# [DOCUMENT EXTRACT]
· · · · ·

Forwarded is the Wilderness Act and just cause for concern....remember
Los Alamos?  A fire deliberately set.

Today a man watched as his home is being destroyed - beautiful trees in
area up to 200 years old will be gone forever - he has noto yet
considered erosions from the mountains which have been hit.

Dry Lightning - in 70 period read book prior to Weathr Control aka
Weather Modification Program and Senator Udall laughing saying "Oh
someday they will be crying How Dry I am"....big joke for in this book,
called  THE WEATHER CHANGERS written prior to program being classified -
it speaks of clouds without water (straight from June???) and how the UN
by resolution demands we share out weather with the poor third world
countries and they will not have to pay for the program....what else do
they want - they have even polluted our blood banks with AIDS - the life
blood of this country is in part, water.

Yesterday the skies were dark; clouds, wind going east, west, north
south....and dry lightning once again struck behind my house - I have
many trees in my yard - a jungle, and I love it.  To me trees are almost
human, and I can understand why cults of Tree Worshipers were formed
even unto family tree worship

So had enough rain no fire this time - I lost a big tree in front by a
ball of fire the size of a cannon ball some years back.....lightning hit
two years ago, but I got a new TV out of that one - but lost a beautiful
pine nearly 70 feet tall......

· · · · ·

[Coordinate annotation rows]
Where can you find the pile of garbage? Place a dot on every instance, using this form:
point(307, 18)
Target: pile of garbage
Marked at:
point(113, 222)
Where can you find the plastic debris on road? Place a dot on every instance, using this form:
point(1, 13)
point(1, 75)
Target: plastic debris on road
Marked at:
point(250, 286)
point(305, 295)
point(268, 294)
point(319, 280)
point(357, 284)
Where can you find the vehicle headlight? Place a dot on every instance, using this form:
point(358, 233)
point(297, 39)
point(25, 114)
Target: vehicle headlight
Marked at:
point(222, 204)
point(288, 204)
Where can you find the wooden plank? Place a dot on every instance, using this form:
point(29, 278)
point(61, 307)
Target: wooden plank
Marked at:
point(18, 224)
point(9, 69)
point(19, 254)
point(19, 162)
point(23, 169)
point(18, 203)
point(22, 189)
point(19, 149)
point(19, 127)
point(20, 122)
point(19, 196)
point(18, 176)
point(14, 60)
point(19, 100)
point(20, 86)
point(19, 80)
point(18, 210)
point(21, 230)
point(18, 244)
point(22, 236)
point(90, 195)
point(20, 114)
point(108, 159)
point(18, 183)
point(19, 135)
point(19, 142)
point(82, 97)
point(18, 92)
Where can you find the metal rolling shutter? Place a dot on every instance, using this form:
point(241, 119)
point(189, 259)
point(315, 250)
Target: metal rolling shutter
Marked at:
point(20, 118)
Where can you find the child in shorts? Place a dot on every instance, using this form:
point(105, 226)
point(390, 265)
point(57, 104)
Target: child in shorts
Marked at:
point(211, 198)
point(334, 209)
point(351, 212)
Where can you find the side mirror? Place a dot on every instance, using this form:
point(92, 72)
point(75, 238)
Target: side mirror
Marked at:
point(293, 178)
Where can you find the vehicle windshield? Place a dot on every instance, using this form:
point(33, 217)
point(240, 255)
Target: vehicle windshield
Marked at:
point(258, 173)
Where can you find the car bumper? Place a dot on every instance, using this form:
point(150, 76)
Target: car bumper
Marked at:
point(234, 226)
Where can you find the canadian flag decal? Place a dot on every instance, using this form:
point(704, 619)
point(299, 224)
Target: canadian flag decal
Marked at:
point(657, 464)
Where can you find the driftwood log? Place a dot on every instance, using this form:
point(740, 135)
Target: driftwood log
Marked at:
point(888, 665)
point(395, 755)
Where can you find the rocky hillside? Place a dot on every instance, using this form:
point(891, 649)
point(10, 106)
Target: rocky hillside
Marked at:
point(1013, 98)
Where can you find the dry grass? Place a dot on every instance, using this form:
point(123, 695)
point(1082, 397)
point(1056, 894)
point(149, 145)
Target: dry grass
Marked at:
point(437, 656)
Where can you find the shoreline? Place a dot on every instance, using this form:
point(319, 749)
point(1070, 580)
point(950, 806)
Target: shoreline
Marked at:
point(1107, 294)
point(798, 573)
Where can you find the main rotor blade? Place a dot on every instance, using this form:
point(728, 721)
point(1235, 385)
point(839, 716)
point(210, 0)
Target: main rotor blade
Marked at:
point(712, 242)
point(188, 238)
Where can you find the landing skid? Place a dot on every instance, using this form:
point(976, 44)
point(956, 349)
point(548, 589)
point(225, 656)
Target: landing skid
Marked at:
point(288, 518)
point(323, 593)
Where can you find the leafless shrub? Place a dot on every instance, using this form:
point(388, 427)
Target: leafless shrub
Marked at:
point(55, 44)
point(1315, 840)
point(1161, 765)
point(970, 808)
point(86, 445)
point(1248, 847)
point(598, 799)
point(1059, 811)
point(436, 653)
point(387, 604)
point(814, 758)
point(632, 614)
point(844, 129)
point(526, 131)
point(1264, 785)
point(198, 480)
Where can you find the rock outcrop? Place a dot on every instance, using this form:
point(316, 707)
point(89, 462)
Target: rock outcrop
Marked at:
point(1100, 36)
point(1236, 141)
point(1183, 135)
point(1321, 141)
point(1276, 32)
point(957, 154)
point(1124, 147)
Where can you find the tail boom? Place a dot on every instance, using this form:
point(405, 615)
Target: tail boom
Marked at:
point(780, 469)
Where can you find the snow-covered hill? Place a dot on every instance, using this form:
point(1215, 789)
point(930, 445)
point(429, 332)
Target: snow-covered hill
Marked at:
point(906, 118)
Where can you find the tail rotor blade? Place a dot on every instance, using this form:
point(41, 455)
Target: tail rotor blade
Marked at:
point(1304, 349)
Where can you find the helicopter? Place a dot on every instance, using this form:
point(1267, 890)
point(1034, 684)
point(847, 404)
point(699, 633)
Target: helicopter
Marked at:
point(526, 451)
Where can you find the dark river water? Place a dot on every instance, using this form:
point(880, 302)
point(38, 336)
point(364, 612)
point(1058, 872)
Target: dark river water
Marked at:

· · · · ·

# [PROBLEM SET]
[1] Retype the part of the message about dry lightning and fire that runs from "Forwarded is the" down to "have been hit.".
[2] Write what comes next in the message about dry lightning and fire, continuing from its last sentence.
These rows come from a separate source.

# [ANSWERS TO THE EXERCISES]
[1]
Forwarded is the Wilderness Act and just cause for concern....remember
Los Alamos?  A fire deliberately set.

Today a man watched as his home is being destroyed - beautiful trees in
area up to 200 years old will be gone forever - he has noto yet
considered erosions from the mountains which have been hit.

[2]
Have you seen the pictures out westt while we all go about our day to
day business - they are burning in fire, it is a holocaust - some of
these fires are deliberately set - now question why trees were not
permitted to be cut down by the woodman in orderly fashion......this is
Clinton - this is destruction of the beautiful forests and where is that
lousy phoney Greene Peace and these people picketing WTO and Republican
Convention?   See how phoney it all is.

I reproduce here a portion of what has been warned by Scientists and
people that know but what they do not know is there is a hidden agenda
here....they are paving the way for something else......Los Alamos, was
only the beginning....see how eastily the culprit said, yes I did it -
it was a controlled blaze....so now Dry Lightning....this is the Tesla
genius being put to work by evil men - artificial lightning has been
here some time.

Saba

Here is one portion and for those interested and many must be expert in
this area on list, I still suggest reading Wilderness Act with lots of
information, under the forwarded part of this messsage.

 Examples of Problems The Wilderness Act Is Causing
A Few Examples of Problems The Wilderness Act Is Causing

One of the Coalition's goals is to develop a comprehensive picture of
the impacts "on the ground" of the antiquated philosophical foundation,
inflexibility, anti-management and anti-stewardship limitations of the
Wilderness Act. To do that we need the help of everyone who has had
useful experiences with the Act. What follows are some of the examples
which led us to develop the Coalition's ten point reform agenda.

We offer these examples for two reasons. One is to educate those who do
not understand the problems the Wilderness Act is causing. That is
another one of the Coalition's goals.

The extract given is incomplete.